● **Exercise**: Your copy should hold the lines below from the first through the one that contains "Target: dark storm cloud", each retyped exactly, and no pictures.

Image point grounding data:
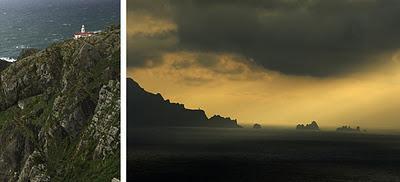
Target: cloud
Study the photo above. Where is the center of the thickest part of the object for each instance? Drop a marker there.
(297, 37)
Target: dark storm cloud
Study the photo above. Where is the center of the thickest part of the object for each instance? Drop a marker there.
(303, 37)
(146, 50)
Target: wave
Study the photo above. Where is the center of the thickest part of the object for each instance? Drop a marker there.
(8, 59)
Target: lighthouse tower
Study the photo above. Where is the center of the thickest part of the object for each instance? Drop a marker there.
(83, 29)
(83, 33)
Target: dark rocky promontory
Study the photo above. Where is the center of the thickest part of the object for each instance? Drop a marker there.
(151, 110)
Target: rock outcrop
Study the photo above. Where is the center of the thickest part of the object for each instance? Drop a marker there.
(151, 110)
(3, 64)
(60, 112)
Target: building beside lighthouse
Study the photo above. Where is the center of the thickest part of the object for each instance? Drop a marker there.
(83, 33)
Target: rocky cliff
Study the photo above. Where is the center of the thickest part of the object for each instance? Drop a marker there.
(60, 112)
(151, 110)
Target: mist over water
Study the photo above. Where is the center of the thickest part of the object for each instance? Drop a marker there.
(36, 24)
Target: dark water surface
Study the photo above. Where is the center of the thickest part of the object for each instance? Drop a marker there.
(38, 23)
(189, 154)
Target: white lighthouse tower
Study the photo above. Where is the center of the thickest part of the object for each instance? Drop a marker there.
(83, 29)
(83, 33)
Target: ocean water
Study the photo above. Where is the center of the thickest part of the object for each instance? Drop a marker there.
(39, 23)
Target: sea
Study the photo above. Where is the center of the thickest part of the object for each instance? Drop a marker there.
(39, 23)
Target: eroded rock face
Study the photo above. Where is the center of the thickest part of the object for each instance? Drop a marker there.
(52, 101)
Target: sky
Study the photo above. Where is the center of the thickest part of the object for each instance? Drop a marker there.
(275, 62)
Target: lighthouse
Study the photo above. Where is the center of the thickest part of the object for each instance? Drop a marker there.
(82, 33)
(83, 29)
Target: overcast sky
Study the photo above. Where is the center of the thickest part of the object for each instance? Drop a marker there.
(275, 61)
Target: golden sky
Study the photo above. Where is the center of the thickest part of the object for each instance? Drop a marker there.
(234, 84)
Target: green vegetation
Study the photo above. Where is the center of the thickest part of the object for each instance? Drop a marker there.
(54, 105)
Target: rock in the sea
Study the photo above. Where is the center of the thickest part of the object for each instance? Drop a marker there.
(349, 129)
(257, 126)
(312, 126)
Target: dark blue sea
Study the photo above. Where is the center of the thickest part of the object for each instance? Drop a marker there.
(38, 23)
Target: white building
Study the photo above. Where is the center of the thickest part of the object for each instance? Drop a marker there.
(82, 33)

● **Solution to this problem**:
Target: cloud
Study the photo above. Where is the center of the thickest part of the object for each instance? Drop a marker there.
(297, 37)
Target: dark storm cloud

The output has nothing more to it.